THE PROBLEM:
Turn the data into a JSON list of strings, one per line, without blank lines or pictures. Start at the beginning of the data and stop after the line containing "(1265, 117)".

[Start of SUPPLIED DATA]

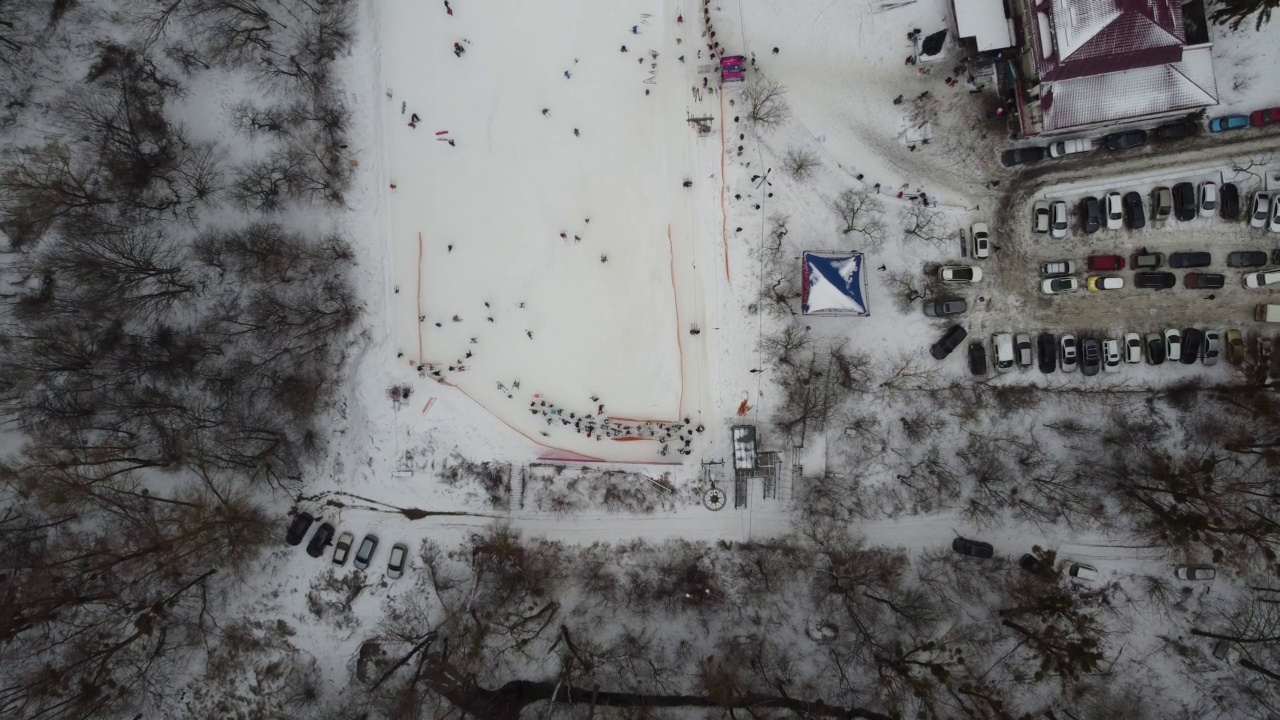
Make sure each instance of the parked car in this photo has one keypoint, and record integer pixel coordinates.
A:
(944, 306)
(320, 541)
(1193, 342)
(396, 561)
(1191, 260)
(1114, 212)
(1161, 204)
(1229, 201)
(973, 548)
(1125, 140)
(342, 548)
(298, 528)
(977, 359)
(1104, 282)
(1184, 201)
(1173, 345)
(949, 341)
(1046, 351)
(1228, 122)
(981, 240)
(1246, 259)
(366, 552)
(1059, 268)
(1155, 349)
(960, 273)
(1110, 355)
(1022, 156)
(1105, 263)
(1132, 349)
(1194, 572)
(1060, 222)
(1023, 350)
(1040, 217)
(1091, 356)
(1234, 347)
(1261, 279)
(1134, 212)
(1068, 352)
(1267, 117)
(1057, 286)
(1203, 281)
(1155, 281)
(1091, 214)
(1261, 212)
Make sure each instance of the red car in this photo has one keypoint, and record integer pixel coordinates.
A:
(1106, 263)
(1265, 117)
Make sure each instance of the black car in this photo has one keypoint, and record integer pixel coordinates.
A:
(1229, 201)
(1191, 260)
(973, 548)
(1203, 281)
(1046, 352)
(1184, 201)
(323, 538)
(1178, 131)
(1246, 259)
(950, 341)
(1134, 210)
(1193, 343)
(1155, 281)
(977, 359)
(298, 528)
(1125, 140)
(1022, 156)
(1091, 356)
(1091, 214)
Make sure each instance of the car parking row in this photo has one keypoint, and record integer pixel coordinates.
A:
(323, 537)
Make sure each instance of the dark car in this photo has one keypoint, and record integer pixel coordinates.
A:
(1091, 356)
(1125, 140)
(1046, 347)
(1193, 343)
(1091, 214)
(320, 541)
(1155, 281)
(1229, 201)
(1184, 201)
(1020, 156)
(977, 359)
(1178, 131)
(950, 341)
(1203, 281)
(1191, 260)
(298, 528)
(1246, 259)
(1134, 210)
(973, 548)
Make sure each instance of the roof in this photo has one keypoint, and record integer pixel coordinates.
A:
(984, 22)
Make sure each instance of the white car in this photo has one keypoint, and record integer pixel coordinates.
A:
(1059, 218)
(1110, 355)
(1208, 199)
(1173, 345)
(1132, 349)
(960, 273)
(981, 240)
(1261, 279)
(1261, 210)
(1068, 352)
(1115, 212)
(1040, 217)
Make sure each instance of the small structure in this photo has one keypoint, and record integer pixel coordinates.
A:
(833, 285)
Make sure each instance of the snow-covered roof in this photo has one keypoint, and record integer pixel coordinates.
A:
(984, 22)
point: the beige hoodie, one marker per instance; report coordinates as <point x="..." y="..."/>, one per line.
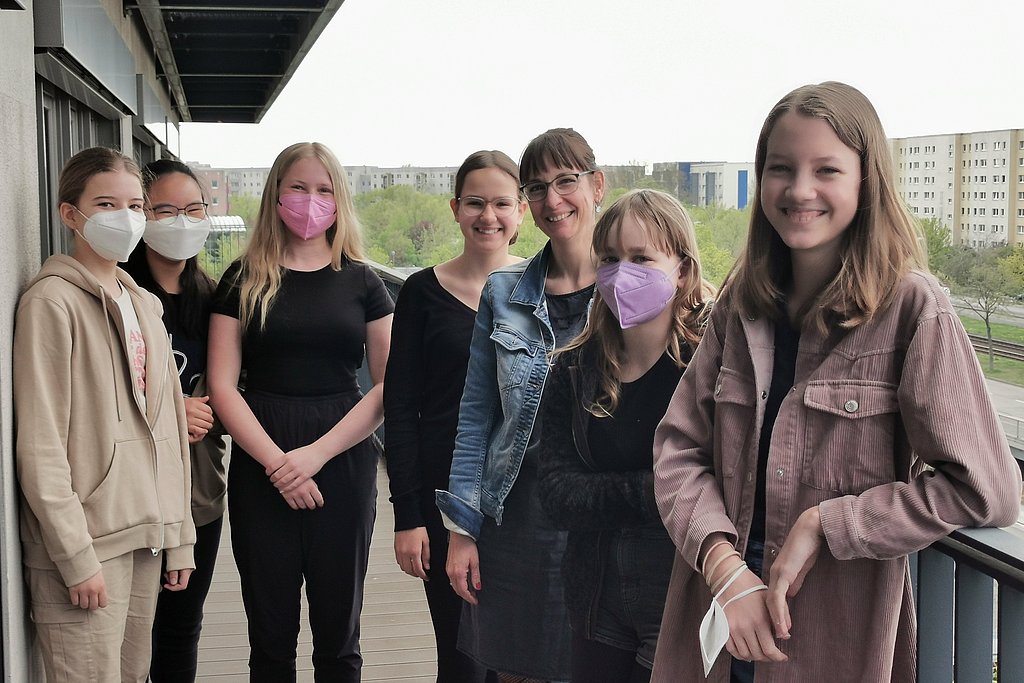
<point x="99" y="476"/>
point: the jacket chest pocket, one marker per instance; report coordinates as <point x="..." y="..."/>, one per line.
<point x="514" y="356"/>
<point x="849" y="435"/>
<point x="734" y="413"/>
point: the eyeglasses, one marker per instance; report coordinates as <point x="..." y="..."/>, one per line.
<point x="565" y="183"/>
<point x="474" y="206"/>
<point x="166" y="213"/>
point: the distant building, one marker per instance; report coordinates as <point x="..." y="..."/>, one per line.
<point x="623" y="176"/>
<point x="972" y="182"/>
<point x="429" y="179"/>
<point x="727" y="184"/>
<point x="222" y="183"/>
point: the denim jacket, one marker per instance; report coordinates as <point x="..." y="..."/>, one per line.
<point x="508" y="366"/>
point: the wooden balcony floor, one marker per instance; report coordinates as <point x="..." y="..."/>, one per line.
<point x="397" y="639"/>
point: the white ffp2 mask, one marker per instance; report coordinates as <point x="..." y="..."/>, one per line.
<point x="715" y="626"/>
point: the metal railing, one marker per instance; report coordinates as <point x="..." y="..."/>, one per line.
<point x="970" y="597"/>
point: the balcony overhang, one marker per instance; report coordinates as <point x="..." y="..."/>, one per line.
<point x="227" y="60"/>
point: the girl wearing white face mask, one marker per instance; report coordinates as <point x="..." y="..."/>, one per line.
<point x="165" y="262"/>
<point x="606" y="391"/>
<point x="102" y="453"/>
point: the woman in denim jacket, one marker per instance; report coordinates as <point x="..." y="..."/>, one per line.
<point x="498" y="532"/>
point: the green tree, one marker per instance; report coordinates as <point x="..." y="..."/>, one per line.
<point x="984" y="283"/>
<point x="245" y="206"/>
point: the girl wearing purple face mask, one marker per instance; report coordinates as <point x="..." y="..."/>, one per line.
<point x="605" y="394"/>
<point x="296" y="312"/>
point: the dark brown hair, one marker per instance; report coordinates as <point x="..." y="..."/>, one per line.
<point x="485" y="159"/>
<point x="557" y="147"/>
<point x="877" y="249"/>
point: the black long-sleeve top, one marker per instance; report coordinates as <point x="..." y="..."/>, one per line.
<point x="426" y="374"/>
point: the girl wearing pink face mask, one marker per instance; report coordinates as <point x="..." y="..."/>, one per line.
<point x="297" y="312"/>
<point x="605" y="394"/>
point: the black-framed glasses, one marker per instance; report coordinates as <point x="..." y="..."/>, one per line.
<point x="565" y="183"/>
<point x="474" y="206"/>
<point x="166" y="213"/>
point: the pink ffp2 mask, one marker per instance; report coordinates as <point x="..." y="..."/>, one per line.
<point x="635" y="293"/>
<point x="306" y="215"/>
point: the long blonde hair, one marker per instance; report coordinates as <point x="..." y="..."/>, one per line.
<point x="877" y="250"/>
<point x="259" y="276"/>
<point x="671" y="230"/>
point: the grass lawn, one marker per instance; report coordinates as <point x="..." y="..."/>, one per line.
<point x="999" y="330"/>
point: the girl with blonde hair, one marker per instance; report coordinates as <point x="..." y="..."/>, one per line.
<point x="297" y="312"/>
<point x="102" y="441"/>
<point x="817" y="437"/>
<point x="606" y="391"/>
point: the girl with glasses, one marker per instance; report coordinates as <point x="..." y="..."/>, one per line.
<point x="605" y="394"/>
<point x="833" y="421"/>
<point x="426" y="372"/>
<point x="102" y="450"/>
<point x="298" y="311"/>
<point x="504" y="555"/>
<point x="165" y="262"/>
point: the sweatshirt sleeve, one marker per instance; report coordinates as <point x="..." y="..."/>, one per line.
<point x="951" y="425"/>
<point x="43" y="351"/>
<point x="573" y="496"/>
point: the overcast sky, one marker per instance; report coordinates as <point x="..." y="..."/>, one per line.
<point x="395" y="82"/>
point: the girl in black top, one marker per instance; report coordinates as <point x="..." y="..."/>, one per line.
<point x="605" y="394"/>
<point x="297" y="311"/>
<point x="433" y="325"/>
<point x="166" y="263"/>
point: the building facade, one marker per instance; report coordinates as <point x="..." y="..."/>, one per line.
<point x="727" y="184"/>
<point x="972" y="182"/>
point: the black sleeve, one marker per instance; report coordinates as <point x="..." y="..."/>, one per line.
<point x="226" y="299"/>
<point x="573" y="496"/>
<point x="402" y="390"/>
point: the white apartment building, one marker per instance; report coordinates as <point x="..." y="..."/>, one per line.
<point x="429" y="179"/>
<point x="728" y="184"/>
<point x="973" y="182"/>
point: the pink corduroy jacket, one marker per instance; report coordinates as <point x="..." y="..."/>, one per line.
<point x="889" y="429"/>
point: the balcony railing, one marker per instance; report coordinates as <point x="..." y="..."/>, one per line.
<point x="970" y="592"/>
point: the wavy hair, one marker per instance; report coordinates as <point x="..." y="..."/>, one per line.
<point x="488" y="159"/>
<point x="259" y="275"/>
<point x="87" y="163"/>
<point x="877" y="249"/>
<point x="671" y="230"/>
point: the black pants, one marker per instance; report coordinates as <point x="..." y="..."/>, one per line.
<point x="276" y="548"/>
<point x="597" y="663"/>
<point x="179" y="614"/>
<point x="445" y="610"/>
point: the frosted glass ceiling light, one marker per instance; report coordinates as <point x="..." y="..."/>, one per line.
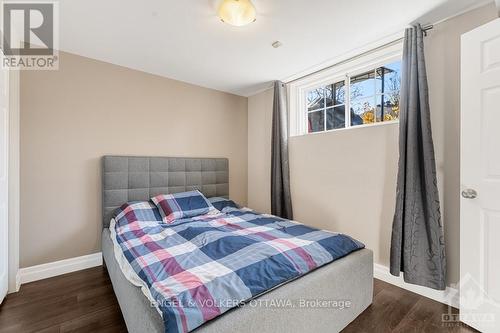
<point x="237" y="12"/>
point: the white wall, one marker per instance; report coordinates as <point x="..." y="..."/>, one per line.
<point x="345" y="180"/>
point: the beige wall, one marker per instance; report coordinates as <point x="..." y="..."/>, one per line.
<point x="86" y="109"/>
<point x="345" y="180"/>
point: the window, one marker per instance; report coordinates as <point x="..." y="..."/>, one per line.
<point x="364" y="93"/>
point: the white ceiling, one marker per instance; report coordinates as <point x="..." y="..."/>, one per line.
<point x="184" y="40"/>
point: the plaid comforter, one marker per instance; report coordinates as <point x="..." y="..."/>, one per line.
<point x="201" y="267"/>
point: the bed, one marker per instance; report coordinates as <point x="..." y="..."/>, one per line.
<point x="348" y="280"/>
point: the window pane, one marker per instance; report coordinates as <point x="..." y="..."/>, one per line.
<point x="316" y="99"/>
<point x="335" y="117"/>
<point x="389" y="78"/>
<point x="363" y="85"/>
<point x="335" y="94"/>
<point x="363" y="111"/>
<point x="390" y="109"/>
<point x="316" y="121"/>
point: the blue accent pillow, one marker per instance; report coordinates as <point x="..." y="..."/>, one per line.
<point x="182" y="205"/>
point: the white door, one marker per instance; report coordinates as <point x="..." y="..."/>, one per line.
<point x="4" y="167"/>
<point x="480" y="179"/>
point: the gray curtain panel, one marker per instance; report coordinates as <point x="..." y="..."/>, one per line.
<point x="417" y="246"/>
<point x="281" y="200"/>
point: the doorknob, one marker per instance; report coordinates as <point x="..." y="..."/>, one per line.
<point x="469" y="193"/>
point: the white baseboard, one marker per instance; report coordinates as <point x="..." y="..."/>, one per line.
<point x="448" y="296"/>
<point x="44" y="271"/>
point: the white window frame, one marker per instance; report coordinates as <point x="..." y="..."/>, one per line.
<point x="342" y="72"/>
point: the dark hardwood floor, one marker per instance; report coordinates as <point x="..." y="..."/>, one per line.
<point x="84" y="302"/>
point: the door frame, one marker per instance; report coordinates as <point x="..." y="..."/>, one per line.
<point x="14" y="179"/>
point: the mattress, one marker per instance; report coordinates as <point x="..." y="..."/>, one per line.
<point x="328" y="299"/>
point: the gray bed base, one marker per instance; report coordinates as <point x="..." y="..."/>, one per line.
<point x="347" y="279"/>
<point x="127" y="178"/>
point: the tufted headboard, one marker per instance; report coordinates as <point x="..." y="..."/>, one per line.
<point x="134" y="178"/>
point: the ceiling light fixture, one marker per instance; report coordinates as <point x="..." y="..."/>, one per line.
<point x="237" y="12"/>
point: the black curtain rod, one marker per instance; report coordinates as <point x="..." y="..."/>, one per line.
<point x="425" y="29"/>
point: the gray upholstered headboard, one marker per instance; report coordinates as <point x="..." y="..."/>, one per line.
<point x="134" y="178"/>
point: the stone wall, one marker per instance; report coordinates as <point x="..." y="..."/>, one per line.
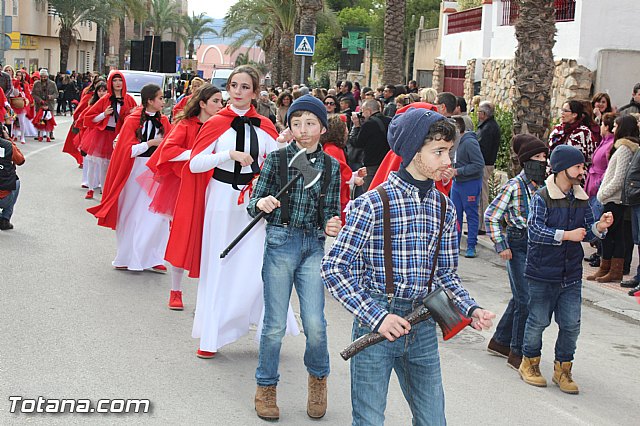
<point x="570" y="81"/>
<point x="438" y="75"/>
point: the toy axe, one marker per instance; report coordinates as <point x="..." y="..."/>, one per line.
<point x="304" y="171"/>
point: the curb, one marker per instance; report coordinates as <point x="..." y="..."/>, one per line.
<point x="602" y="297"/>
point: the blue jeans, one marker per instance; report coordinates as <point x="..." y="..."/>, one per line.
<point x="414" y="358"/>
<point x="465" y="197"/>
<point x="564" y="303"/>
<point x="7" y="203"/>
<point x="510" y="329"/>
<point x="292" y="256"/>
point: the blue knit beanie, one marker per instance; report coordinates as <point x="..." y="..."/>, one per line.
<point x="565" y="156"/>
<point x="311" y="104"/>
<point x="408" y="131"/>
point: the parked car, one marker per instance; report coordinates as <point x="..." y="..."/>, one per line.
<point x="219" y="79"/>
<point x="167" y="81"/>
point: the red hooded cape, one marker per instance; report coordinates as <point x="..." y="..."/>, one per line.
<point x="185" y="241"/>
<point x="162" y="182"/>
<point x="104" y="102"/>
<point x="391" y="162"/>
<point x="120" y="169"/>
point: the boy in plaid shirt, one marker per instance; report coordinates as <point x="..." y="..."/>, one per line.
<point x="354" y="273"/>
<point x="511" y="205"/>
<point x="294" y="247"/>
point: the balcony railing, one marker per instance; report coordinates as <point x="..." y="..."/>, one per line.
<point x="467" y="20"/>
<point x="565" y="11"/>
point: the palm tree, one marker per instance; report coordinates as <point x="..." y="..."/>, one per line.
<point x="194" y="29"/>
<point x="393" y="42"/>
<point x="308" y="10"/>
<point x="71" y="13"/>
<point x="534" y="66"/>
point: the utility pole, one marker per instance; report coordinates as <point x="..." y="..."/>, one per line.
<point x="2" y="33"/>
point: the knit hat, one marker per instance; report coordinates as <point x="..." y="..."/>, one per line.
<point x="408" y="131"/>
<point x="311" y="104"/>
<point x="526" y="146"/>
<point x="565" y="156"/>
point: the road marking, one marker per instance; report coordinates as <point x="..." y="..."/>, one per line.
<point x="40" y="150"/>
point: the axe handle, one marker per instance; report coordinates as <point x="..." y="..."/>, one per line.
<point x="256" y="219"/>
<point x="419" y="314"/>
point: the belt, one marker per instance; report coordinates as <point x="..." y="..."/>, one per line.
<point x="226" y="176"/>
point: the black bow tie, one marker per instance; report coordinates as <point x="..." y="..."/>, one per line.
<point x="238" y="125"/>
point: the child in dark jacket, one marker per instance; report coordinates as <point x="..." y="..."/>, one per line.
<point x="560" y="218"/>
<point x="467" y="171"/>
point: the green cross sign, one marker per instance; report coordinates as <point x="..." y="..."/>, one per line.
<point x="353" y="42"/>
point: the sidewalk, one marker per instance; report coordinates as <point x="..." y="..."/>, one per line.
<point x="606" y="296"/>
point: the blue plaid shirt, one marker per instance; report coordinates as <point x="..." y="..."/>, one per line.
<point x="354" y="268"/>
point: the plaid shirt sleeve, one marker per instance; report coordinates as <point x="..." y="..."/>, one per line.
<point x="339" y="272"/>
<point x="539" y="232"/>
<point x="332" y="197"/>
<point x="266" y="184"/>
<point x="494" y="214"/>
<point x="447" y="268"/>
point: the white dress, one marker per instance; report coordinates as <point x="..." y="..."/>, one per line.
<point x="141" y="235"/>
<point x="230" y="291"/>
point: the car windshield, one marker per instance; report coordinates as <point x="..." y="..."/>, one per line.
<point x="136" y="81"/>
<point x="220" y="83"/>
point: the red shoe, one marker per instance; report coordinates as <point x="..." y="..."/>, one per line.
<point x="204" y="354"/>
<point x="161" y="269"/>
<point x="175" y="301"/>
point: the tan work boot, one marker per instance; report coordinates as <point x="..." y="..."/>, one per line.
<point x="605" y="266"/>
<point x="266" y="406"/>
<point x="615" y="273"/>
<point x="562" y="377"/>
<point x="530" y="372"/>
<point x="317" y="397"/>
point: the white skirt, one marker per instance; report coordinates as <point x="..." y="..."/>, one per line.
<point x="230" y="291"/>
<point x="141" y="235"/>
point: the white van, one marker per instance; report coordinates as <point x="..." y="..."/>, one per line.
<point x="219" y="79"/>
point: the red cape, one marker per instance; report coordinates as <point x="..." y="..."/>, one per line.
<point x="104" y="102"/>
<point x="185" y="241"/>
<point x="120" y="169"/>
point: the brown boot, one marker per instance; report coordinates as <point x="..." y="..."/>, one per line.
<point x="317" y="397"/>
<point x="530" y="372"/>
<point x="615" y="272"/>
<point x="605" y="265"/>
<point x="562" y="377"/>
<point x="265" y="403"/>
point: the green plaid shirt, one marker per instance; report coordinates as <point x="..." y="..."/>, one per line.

[End of SUPPLIED DATA]

RESPONSE FOR THIS EXERCISE:
[
  "Make sure each instance of the parked car in this photo has one keypoint, and record integer pixel coordinates.",
  "A:",
  "(944, 306)",
  "(320, 541)",
  "(1193, 342)",
  "(396, 561)",
  "(1191, 260)",
  "(1114, 212)",
  "(1161, 204)",
  "(1229, 201)",
  "(973, 548)",
  "(1125, 140)",
  "(342, 548)",
  "(298, 528)",
  "(977, 359)",
  "(1104, 282)",
  "(1184, 201)",
  "(1173, 345)",
  "(949, 341)",
  "(1046, 351)",
  "(1228, 122)",
  "(981, 240)",
  "(1246, 259)",
  "(366, 552)",
  "(1059, 268)",
  "(1155, 349)",
  "(960, 273)",
  "(1110, 355)",
  "(1022, 156)",
  "(1105, 263)",
  "(1132, 349)",
  "(1194, 572)",
  "(1060, 222)",
  "(1023, 350)",
  "(1040, 217)",
  "(1091, 356)",
  "(1234, 347)",
  "(1261, 279)",
  "(1134, 212)",
  "(1068, 352)",
  "(1267, 117)",
  "(1057, 286)",
  "(1203, 281)",
  "(1155, 281)",
  "(1091, 214)",
  "(1261, 212)",
  "Make sure each instance of the red car in this photo has one keypoint, and record integer pixel coordinates.",
  "A:",
  "(1106, 263)",
  "(1265, 117)"
]